*GIVEN ENTRIES*:
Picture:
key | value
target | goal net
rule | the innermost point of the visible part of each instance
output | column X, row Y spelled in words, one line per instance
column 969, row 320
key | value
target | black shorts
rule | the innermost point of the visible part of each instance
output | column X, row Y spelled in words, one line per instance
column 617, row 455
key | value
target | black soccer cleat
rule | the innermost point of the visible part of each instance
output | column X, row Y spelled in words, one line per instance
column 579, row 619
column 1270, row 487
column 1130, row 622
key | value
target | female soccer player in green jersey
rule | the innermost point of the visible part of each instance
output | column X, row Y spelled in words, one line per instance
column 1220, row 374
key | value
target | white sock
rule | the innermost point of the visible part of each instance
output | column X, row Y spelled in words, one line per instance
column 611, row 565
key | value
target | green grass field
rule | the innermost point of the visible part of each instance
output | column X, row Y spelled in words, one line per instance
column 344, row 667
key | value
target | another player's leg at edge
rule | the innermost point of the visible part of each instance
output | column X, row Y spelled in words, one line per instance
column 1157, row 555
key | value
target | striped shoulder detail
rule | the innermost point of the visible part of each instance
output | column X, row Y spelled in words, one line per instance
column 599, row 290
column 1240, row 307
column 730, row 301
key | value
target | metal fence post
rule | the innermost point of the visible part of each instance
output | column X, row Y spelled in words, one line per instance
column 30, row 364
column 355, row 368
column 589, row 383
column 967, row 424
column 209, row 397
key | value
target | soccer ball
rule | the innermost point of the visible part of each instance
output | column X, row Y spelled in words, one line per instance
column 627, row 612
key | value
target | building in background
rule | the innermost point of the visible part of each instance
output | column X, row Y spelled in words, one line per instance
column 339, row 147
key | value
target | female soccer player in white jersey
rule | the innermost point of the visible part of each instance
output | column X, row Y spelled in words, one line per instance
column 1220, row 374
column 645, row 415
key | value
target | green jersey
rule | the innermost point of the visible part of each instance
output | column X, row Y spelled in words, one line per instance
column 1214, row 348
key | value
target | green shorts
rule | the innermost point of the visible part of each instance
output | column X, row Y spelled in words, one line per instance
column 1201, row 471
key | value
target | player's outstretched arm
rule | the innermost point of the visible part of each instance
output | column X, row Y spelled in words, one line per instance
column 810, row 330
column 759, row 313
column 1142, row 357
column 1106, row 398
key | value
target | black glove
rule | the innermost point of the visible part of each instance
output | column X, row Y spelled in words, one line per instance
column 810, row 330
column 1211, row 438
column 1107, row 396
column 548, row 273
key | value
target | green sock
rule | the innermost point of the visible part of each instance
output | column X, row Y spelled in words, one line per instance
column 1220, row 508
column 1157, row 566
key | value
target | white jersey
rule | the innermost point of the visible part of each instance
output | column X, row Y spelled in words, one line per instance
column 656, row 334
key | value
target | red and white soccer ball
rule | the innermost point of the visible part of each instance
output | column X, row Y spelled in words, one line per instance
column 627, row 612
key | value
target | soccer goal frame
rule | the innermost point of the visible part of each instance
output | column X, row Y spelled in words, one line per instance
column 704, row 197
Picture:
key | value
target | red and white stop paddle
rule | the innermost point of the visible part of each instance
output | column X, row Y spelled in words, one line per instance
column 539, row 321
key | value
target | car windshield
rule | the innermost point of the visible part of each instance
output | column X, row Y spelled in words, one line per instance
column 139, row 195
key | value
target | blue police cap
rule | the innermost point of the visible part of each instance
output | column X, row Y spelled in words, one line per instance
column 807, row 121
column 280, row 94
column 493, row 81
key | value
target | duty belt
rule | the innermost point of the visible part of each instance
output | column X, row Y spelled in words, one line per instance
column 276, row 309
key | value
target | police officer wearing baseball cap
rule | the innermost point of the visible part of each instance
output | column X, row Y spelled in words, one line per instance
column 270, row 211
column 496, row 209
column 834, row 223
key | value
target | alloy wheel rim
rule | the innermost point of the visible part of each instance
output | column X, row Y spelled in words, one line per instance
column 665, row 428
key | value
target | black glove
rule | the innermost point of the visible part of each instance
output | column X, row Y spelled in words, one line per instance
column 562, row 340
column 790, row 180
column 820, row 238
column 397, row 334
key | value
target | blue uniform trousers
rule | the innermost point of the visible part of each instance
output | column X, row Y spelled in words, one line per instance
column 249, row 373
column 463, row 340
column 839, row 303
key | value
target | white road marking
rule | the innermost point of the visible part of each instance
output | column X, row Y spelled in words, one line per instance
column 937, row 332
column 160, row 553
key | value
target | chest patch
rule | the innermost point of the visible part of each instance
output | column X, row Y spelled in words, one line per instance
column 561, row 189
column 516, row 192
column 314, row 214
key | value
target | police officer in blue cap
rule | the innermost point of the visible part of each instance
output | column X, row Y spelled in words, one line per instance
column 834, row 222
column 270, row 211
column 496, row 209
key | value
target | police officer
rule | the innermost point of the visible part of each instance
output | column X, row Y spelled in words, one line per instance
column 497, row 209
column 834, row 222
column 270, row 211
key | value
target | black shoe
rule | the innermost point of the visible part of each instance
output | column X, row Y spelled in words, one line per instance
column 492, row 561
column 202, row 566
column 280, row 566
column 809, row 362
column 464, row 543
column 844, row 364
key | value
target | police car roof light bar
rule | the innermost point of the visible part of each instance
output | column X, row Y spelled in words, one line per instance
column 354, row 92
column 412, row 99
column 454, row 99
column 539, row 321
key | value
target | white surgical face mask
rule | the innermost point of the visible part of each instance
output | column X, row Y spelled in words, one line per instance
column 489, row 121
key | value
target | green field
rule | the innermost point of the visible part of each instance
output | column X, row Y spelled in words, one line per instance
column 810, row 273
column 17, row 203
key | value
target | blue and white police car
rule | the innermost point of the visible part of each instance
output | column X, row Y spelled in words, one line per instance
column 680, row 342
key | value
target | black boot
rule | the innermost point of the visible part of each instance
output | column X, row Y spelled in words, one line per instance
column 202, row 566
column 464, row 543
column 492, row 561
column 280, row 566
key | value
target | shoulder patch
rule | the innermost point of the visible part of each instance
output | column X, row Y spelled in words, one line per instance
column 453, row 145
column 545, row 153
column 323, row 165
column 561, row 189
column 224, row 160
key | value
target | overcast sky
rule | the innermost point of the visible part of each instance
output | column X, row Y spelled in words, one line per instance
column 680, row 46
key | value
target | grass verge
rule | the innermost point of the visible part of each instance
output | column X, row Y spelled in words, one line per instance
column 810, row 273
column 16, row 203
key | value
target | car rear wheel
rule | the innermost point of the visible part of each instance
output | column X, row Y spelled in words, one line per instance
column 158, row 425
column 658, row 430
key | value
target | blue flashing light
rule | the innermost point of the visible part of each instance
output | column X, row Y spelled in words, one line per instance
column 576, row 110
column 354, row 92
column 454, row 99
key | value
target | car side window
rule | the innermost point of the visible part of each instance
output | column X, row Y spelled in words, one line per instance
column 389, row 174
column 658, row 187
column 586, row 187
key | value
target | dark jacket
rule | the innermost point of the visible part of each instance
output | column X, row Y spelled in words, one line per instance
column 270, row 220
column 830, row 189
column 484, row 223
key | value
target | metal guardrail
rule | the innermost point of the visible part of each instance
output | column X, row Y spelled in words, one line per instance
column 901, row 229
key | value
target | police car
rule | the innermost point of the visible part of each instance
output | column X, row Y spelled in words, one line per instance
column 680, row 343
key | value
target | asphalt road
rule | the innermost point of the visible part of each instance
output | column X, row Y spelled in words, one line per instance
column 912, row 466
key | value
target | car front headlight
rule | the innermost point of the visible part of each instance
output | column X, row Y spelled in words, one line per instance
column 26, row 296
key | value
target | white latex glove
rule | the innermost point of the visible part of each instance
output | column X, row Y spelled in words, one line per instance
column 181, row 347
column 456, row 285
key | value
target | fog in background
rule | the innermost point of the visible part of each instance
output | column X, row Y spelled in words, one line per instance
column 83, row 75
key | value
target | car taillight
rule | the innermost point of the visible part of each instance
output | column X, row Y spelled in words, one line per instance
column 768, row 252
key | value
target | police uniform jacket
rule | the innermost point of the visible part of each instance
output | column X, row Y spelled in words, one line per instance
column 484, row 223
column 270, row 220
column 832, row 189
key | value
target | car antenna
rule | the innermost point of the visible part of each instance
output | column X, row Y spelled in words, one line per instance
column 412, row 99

*DIRECTIVE*: Copy out the records verbatim, beginning with their first line and stopping after the line that contains "column 617, row 455".

*COMPLETE RESPONSE*:
Picture:
key | value
target | goal net
rule | the innermost point of the visible part of each instance
output | column X, row Y spelled in words, one line per instance
column 969, row 320
key | value
target | black shorts
rule | the innermost point of the visible part of each instance
output | column X, row Y spelled in words, one line per instance
column 617, row 455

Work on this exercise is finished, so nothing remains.